■ **CHALLENGE**
Reproduce every entry below line for line, without changing anything, and leave out the pictures.

····················

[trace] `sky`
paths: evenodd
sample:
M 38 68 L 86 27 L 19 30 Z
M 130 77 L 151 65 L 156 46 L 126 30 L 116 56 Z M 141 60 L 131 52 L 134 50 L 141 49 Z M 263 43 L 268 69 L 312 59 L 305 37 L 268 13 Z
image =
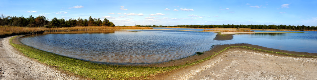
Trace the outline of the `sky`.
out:
M 3 0 L 6 16 L 106 18 L 116 26 L 317 26 L 317 0 Z

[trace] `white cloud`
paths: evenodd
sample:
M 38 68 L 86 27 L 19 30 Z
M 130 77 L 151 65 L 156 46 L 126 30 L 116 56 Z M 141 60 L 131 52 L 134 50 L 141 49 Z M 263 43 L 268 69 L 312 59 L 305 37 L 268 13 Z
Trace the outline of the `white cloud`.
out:
M 138 13 L 138 15 L 139 15 L 139 16 L 143 16 L 143 15 L 144 15 L 144 14 L 143 14 L 143 13 Z
M 127 16 L 119 16 L 119 17 L 117 18 L 126 18 L 128 17 Z
M 165 15 L 165 14 L 164 14 L 161 13 L 156 13 L 155 14 L 150 14 L 150 16 L 156 16 L 156 15 L 161 15 L 161 16 L 162 16 L 162 15 Z
M 156 13 L 155 14 L 155 15 L 165 15 L 165 14 L 161 13 Z
M 250 7 L 256 8 L 260 8 L 260 7 L 259 7 L 258 6 L 250 6 Z
M 128 10 L 127 9 L 124 8 L 124 8 L 124 6 L 121 6 L 120 7 L 121 7 L 121 8 L 120 8 L 120 9 L 121 9 L 121 10 Z
M 280 12 L 280 13 L 285 13 L 285 12 Z
M 129 20 L 129 19 L 124 19 L 124 20 L 123 20 L 123 21 L 130 21 L 130 20 Z
M 194 9 L 187 9 L 186 8 L 180 8 L 179 9 L 184 11 L 194 11 Z
M 196 18 L 181 18 L 181 19 L 197 19 Z
M 168 19 L 168 18 L 167 18 L 167 17 L 163 18 L 162 19 Z
M 194 14 L 189 15 L 188 15 L 188 16 L 190 16 L 190 17 L 201 17 L 200 16 L 195 15 L 194 15 Z
M 107 19 L 114 19 L 114 18 L 114 18 L 114 17 L 111 17 L 111 16 L 103 16 L 103 17 L 101 17 L 102 18 L 107 18 Z
M 145 18 L 144 18 L 144 19 L 154 19 L 155 18 L 157 18 L 157 17 L 146 17 Z
M 289 8 L 289 7 L 288 7 L 288 6 L 289 5 L 289 4 L 282 4 L 282 5 L 281 5 L 281 7 L 277 8 L 277 9 L 280 9 L 280 8 Z
M 63 12 L 57 12 L 57 13 L 56 13 L 56 14 L 62 14 L 62 13 L 66 14 L 67 13 L 67 12 L 64 12 L 64 13 L 63 13 Z
M 219 16 L 218 15 L 213 16 L 212 17 L 219 17 Z
M 143 16 L 143 15 L 144 15 L 143 13 L 124 13 L 123 14 L 123 15 L 127 15 L 127 16 L 133 16 L 133 15 L 139 15 L 139 16 Z
M 36 12 L 37 12 L 36 11 L 28 11 L 27 12 L 28 12 L 28 13 L 32 13 Z
M 77 6 L 74 6 L 74 7 L 73 7 L 72 8 L 84 8 L 84 6 L 78 6 L 78 5 L 77 5 Z
M 220 10 L 229 10 L 229 8 L 226 8 L 225 9 L 220 9 Z

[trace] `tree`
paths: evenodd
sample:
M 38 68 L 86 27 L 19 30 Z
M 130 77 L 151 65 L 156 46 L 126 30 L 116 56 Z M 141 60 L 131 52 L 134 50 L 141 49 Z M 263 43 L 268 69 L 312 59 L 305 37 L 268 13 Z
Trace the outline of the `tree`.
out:
M 65 22 L 65 24 L 67 27 L 72 27 L 76 26 L 77 21 L 75 19 L 70 18 Z
M 59 20 L 60 21 L 60 27 L 66 27 L 65 25 L 65 19 L 61 19 Z
M 47 25 L 48 22 L 49 20 L 44 16 L 40 16 L 35 19 L 35 25 L 37 27 L 43 26 Z
M 89 17 L 89 19 L 88 19 L 88 26 L 94 26 L 94 19 L 91 18 L 91 16 Z
M 96 26 L 101 26 L 102 25 L 102 21 L 101 21 L 101 20 L 99 18 L 98 18 L 98 19 L 95 22 L 95 24 Z
M 88 20 L 87 20 L 87 19 L 85 19 L 84 20 L 84 22 L 83 22 L 83 24 L 84 26 L 88 26 Z
M 56 18 L 54 18 L 50 22 L 49 25 L 54 27 L 59 27 L 60 24 L 59 20 Z
M 109 25 L 109 26 L 110 26 L 114 27 L 115 26 L 116 26 L 115 25 L 114 25 L 114 24 L 113 24 L 113 23 L 112 23 L 112 22 L 109 22 L 109 23 L 110 23 L 110 25 Z
M 110 22 L 109 21 L 109 20 L 107 19 L 107 18 L 105 18 L 103 19 L 103 21 L 102 22 L 102 26 L 109 26 L 110 25 Z
M 29 24 L 26 26 L 27 27 L 31 27 L 35 26 L 35 18 L 34 18 L 34 17 L 32 16 L 32 15 L 31 15 L 26 19 L 29 21 Z
M 78 19 L 77 19 L 77 23 L 76 24 L 76 25 L 78 26 L 85 26 L 84 25 L 84 20 L 83 20 L 82 19 L 80 18 L 79 18 Z

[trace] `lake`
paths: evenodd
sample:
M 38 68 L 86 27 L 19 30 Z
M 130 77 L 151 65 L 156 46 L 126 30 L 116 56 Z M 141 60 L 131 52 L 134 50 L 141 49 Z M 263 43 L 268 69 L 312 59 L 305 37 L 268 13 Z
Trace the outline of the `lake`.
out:
M 241 34 L 225 41 L 213 40 L 216 35 L 160 30 L 46 32 L 27 36 L 20 40 L 27 45 L 61 55 L 118 65 L 165 62 L 208 51 L 214 45 L 238 43 L 317 52 L 316 32 Z

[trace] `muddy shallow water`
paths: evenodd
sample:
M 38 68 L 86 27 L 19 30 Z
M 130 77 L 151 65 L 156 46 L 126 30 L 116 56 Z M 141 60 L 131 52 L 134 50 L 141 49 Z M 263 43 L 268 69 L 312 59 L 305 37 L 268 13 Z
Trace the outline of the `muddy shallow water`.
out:
M 316 53 L 317 33 L 236 35 L 213 40 L 217 33 L 169 30 L 46 32 L 20 38 L 22 43 L 59 55 L 118 65 L 165 62 L 208 51 L 215 45 L 246 43 L 293 51 Z

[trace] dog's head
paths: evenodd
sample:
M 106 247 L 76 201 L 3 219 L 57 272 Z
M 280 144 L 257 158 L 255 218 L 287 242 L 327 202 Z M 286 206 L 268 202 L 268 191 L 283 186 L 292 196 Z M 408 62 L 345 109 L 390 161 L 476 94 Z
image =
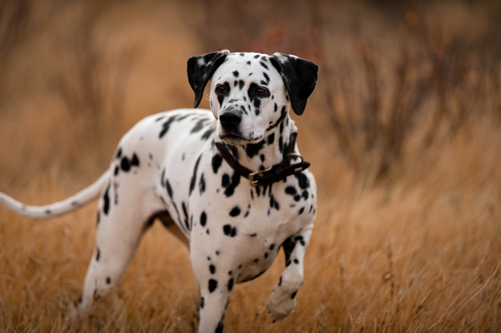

····················

■ **SOLUTION FOR THIS EXERCISE**
[trace] `sky`
paths: evenodd
sample:
M 38 68 L 86 27 L 19 30 Z
M 130 77 L 151 65 L 156 46 L 126 30 L 116 56 Z M 141 60 L 131 52 L 134 50 L 141 49 Z M 263 43 L 268 69 L 312 59 L 305 37 L 268 13 Z
image =
Trace the outline of the `sky`.
out:
M 3 0 L 6 16 L 106 18 L 116 26 L 317 26 L 317 0 Z

[trace] `white cloud`
paths: evenodd
sample:
M 38 68 L 86 27 L 19 30 Z
M 130 77 L 151 65 L 156 46 L 126 30 L 116 56 Z M 141 60 L 131 52 L 134 50 L 141 49 Z M 263 43 L 268 69 L 312 59 L 305 37 L 268 13 Z
Trace the outline of the `white cloud`.
out:
M 138 13 L 138 15 L 139 15 L 139 16 L 143 16 L 143 15 L 144 15 L 144 14 L 143 14 L 143 13 Z
M 127 16 L 119 16 L 119 17 L 117 18 L 126 18 L 128 17 Z
M 165 15 L 165 14 L 164 14 L 161 13 L 156 13 L 155 14 L 150 14 L 150 16 L 156 16 L 156 15 L 161 15 L 161 16 L 162 16 L 162 15 Z
M 156 13 L 155 14 L 155 15 L 165 15 L 165 14 L 161 13 Z
M 250 7 L 256 8 L 260 8 L 260 7 L 259 7 L 258 6 L 250 6 Z
M 128 10 L 127 9 L 124 8 L 124 8 L 124 6 L 121 6 L 120 7 L 121 7 L 121 8 L 120 8 L 120 9 L 121 9 L 121 10 Z
M 280 12 L 280 13 L 285 13 L 285 12 Z
M 129 20 L 129 19 L 124 19 L 124 20 L 123 20 L 123 21 L 130 21 L 130 20 Z
M 194 9 L 187 9 L 186 8 L 180 8 L 179 9 L 184 11 L 194 11 Z
M 196 18 L 181 18 L 181 19 L 197 19 Z
M 168 19 L 168 18 L 167 18 L 167 17 L 163 18 L 162 19 Z
M 194 14 L 189 15 L 188 15 L 188 16 L 190 16 L 190 17 L 201 17 L 200 16 L 195 15 L 194 15 Z
M 107 19 L 114 19 L 114 18 L 114 18 L 114 17 L 111 17 L 111 16 L 103 16 L 103 17 L 101 17 L 102 18 L 107 18 Z
M 145 18 L 144 18 L 144 19 L 154 19 L 155 18 L 157 18 L 157 17 L 146 17 Z
M 289 8 L 289 7 L 288 7 L 288 6 L 289 5 L 289 4 L 282 4 L 282 5 L 281 5 L 281 7 L 277 8 L 277 9 L 280 9 L 280 8 Z
M 63 12 L 57 12 L 57 13 L 56 13 L 56 14 L 62 14 L 62 13 L 66 14 L 67 13 L 67 12 L 64 12 L 64 13 L 63 13 Z
M 219 16 L 218 15 L 213 16 L 212 17 L 219 17 Z
M 143 16 L 143 15 L 144 15 L 143 13 L 124 13 L 123 14 L 123 15 L 127 15 L 127 16 L 133 16 L 133 15 L 139 15 L 139 16 Z
M 36 12 L 37 12 L 36 11 L 28 11 L 27 12 L 28 12 L 28 13 L 32 13 Z
M 77 6 L 74 6 L 74 7 L 73 7 L 72 8 L 84 8 L 84 6 L 78 6 L 78 5 L 77 5 Z
M 220 10 L 229 10 L 229 8 L 226 8 L 225 9 L 220 9 Z

[trace] `tree`
paths: evenodd
sample:
M 38 68 L 86 27 L 19 30 Z
M 130 77 L 151 65 L 156 46 L 126 30 L 116 56 Z M 141 60 L 131 52 L 134 50 L 141 49 Z M 263 43 L 268 69 L 312 59 L 305 37 L 268 13 Z
Trace the outline of the `tree`.
out:
M 65 22 L 65 24 L 67 27 L 72 27 L 76 26 L 77 21 L 75 19 L 70 18 Z
M 59 20 L 60 21 L 60 27 L 66 27 L 65 25 L 65 19 L 61 19 Z
M 47 25 L 48 22 L 49 20 L 44 16 L 40 16 L 35 19 L 35 25 L 37 27 L 43 26 Z
M 89 17 L 89 19 L 88 19 L 88 26 L 94 26 L 94 19 L 91 18 L 91 16 Z
M 96 26 L 101 26 L 102 25 L 102 21 L 101 21 L 101 20 L 99 18 L 98 18 L 98 19 L 95 22 L 95 24 Z
M 88 20 L 87 20 L 87 19 L 85 19 L 84 20 L 84 22 L 83 22 L 83 24 L 84 26 L 88 26 Z
M 56 18 L 54 18 L 50 22 L 49 25 L 54 27 L 59 27 L 60 24 L 59 20 Z
M 109 25 L 109 26 L 110 26 L 114 27 L 115 26 L 116 26 L 115 25 L 114 25 L 114 24 L 113 24 L 113 23 L 112 23 L 112 22 L 109 22 L 109 23 L 110 23 L 110 25 Z
M 110 22 L 109 21 L 109 20 L 107 19 L 107 18 L 105 18 L 103 19 L 103 21 L 102 22 L 102 26 L 109 26 L 110 25 Z
M 29 24 L 26 26 L 27 27 L 31 27 L 35 26 L 35 18 L 34 18 L 34 17 L 32 16 L 32 15 L 31 15 L 26 19 L 29 21 Z
M 78 19 L 77 19 L 77 23 L 76 24 L 76 25 L 78 26 L 85 26 L 84 25 L 84 20 L 83 20 L 82 19 L 80 18 L 79 18 Z

[trace] `lake`
paths: evenodd
sample:
M 38 68 L 86 27 L 19 30 Z
M 130 77 L 151 65 L 156 46 L 126 30 L 116 56 Z M 141 60 L 131 52 L 134 50 L 141 49 Z M 263 43 L 268 69 L 312 59 L 305 37 L 268 13 Z
Trace the outline of the `lake`.
out:
M 241 34 L 225 41 L 213 40 L 216 35 L 160 30 L 46 32 L 27 36 L 20 40 L 27 45 L 61 55 L 118 65 L 165 62 L 208 51 L 214 45 L 238 43 L 317 52 L 316 32 Z

[trace] `muddy shallow water`
paths: evenodd
sample:
M 38 68 L 86 27 L 19 30 Z
M 130 77 L 151 65 L 156 46 L 126 30 L 116 56 Z M 141 60 L 131 52 L 134 50 L 141 49 Z M 263 43 L 268 69 L 312 59 L 305 37 L 268 13 Z
Trace the outline of the `muddy shallow water`.
out:
M 316 53 L 317 33 L 236 35 L 213 40 L 217 33 L 169 30 L 46 32 L 20 38 L 22 43 L 59 55 L 118 65 L 165 62 L 208 51 L 215 45 L 246 43 L 293 51 Z

[trace] dog's head
paths: evenodd
sample:
M 106 247 L 76 201 L 3 219 L 57 272 Z
M 280 144 L 257 158 L 255 218 L 287 242 L 327 202 Z M 286 206 L 268 202 L 268 191 L 283 186 L 292 196 Z M 408 62 L 345 109 L 390 161 L 476 94 Z
image =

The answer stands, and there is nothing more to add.